EXTRAIT À LIRE

--------------------------------

Lot n° 171

RACINE Jean (1639-1699). L.A.S. «Racine», Paris 27 octobre [1682], à son beau-frère Antoine …

Estimation : 12 000 - 15 000 EUR
Adjudication : 15 157 €
Description
RACINE Jean (1639-1699). L.A.S. «Racine», Paris 27 octobre [1682], à son beau-frère Antoine
RIVIÈRE, contrôleur du grenier à sel à La Ferté-Milon ; 2 pages et quart in-8, adresse (petit trou par bris de cachet enlevant quelques lettres, trace d'onglet sur la 1ère page affectant quelques débuts de lignes).
Touchante lettre familiale avant la naissance de sa nièce et filleule Marie-Catherine
Rivière.

--------------------------------

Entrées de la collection
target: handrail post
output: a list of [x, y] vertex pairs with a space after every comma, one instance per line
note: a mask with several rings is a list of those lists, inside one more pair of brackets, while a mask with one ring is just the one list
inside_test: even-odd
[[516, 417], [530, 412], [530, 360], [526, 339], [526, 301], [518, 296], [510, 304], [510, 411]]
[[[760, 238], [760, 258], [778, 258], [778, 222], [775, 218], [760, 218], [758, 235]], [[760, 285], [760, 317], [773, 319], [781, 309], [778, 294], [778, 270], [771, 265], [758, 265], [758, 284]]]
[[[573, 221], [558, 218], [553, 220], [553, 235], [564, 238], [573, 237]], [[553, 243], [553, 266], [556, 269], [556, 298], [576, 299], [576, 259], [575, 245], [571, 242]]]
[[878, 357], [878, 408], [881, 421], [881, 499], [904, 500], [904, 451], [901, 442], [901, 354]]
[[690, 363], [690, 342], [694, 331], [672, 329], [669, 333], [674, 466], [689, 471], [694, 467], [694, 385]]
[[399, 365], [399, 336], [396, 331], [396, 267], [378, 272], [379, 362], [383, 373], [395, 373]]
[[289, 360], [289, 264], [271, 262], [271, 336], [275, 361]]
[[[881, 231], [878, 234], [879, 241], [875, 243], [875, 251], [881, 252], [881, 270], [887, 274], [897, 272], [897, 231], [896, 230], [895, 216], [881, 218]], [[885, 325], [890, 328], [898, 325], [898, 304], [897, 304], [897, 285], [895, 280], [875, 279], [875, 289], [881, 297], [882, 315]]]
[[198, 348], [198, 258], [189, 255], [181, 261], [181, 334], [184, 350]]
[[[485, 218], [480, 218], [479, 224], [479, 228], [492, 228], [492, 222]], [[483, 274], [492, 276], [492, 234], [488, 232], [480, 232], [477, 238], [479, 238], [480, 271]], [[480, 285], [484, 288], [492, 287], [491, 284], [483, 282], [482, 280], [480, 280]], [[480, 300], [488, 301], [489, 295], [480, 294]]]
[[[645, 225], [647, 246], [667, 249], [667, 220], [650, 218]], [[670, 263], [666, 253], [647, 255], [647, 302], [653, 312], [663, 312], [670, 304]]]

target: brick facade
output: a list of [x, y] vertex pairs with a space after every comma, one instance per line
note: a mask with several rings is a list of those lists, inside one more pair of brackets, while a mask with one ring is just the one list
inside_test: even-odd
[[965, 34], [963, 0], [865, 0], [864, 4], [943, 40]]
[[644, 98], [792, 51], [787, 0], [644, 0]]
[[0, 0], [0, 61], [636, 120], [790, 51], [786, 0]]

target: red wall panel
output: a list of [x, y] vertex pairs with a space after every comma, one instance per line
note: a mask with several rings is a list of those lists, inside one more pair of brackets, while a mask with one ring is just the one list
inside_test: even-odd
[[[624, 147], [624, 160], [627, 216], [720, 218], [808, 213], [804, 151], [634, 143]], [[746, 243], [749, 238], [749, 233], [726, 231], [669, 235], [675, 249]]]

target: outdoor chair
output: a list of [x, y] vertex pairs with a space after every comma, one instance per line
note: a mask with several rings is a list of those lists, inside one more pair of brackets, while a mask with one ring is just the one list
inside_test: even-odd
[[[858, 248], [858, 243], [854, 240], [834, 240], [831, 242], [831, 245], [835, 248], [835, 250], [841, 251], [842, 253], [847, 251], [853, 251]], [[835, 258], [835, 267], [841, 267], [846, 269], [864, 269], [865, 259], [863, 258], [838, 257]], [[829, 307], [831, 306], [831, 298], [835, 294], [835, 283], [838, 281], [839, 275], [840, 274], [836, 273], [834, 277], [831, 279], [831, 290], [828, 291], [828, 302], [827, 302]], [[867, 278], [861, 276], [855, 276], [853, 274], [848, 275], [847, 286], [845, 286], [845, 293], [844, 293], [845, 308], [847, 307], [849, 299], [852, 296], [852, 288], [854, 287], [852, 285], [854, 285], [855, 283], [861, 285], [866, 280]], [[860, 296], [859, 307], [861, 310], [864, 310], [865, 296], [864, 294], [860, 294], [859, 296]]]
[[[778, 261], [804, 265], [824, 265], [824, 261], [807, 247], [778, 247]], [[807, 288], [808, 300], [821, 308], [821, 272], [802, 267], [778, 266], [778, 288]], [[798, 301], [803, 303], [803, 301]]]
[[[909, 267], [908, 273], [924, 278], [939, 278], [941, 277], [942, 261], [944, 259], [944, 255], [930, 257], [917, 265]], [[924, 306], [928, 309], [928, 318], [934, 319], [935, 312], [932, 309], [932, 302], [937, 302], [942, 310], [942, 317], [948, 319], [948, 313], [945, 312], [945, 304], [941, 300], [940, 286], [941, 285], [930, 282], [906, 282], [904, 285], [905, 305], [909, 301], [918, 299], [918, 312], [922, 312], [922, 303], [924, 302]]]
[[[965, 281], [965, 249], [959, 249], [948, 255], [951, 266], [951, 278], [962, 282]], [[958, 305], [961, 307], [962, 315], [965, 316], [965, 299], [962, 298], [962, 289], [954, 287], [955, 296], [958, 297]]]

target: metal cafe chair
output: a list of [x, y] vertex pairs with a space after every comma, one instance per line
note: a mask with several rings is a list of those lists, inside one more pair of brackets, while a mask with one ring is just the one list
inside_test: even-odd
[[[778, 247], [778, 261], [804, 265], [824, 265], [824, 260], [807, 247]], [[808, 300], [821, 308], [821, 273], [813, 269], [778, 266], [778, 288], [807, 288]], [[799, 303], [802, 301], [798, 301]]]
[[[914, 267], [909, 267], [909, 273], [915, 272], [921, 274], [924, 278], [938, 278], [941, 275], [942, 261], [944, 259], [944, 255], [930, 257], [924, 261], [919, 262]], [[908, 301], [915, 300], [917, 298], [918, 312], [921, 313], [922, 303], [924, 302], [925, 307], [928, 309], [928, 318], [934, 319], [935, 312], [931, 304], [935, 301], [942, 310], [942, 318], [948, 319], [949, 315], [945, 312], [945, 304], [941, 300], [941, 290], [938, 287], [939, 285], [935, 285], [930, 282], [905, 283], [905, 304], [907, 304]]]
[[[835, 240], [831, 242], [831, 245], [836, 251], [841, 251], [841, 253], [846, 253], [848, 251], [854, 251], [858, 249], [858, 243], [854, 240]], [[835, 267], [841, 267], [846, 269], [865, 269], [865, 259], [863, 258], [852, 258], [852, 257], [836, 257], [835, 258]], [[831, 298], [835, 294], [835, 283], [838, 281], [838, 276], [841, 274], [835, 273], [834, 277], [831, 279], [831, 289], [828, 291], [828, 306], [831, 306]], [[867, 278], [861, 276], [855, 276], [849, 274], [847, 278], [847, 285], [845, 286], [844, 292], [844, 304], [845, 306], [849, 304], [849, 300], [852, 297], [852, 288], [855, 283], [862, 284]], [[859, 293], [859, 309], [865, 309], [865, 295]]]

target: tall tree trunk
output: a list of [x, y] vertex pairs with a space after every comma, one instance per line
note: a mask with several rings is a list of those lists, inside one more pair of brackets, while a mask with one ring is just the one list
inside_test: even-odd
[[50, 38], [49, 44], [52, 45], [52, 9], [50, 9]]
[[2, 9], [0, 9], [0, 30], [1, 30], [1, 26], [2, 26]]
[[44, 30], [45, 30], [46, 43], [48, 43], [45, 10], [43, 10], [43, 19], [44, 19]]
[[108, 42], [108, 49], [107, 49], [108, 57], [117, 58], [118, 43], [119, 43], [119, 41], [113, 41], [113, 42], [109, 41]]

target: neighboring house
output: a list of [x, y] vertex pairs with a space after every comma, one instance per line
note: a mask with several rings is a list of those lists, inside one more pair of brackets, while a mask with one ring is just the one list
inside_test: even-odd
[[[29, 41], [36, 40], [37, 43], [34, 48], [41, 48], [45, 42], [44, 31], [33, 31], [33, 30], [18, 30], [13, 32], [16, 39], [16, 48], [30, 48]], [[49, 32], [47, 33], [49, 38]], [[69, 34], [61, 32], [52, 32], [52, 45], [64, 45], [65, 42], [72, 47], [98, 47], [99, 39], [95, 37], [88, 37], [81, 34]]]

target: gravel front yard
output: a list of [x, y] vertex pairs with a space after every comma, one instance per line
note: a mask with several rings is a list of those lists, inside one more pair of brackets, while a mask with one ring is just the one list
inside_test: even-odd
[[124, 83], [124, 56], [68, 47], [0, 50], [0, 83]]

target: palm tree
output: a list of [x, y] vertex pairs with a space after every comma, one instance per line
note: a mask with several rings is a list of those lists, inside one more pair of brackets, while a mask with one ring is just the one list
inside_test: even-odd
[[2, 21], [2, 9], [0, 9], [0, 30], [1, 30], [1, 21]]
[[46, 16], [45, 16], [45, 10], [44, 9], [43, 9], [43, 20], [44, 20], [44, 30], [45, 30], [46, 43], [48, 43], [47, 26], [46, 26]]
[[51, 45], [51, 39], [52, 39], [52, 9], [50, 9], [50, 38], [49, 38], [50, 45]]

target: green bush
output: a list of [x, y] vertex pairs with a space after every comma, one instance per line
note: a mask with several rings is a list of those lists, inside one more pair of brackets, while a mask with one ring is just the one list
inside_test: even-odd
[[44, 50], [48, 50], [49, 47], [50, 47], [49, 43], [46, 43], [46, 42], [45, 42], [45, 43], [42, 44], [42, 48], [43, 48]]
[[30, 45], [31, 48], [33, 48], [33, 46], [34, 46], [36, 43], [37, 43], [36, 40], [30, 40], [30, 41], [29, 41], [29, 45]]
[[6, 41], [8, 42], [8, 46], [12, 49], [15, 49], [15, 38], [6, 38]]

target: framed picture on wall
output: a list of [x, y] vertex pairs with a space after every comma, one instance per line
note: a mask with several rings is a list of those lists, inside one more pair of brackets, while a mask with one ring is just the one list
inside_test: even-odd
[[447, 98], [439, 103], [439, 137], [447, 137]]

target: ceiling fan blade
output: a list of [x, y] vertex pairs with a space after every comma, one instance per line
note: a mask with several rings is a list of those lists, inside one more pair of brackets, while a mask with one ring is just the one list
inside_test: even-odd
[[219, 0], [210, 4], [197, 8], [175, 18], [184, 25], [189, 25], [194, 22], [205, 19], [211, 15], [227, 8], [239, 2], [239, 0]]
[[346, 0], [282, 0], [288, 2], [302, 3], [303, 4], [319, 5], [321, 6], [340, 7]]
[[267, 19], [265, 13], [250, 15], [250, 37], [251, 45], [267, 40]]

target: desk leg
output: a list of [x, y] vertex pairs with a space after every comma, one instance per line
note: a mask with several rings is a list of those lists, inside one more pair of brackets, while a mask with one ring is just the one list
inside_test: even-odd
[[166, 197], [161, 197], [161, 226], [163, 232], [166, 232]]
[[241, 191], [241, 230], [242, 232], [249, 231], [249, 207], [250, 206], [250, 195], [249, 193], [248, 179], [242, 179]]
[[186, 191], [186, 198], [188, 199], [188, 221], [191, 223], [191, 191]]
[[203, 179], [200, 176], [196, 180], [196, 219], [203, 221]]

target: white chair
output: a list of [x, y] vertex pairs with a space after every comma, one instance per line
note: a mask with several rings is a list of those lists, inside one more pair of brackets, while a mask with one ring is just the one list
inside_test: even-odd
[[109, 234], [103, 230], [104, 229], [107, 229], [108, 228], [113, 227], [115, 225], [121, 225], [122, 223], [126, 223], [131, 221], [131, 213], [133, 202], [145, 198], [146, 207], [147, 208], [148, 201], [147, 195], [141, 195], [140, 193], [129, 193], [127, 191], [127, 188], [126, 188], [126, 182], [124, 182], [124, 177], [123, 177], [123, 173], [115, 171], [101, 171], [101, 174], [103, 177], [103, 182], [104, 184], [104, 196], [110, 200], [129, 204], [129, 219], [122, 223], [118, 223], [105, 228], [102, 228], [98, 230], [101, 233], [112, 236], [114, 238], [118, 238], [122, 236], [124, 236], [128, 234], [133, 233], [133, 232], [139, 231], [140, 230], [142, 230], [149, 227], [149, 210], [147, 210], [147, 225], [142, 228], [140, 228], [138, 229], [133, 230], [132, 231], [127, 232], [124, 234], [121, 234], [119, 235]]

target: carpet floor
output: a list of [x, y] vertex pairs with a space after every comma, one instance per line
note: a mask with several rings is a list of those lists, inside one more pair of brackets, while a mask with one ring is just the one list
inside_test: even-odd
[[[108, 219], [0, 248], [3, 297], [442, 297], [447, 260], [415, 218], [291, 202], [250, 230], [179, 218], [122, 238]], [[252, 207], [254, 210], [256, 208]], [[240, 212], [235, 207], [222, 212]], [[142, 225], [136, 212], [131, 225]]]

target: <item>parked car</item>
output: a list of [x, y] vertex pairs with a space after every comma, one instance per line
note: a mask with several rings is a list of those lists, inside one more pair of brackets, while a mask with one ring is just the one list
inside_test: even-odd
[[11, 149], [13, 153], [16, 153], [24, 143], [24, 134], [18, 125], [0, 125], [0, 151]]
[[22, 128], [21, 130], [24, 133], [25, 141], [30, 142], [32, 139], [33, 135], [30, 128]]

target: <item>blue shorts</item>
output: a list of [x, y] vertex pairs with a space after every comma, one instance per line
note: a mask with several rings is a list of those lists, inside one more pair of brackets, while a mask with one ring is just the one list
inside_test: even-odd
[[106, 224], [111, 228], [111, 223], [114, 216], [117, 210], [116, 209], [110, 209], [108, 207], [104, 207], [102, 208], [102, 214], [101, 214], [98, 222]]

--------------------------------

ACTIVITÉ
Recopiez fidèlement le passage de la notice sur la lettre de Racine qui commence par « Estimation : 12 000 » et se poursuit jusqu'à « débuts de lignes). ».

RÉPONSE ATTENDUE
Estimation : 12 000 - 15 000 EUR
Adjudication : 15 157 €
Description
RACINE Jean (1639-1699). L.A.S. «Racine», Paris 27 octobre [1682], à son beau-frère Antoine
RIVIÈRE, contrôleur du grenier à sel à La Ferté-Milon ; 2 pages et quart in-8, adresse (petit trou par bris de cachet enlevant quelques lettres, trace d'onglet sur la 1ère page affectant quelques débuts de lignes).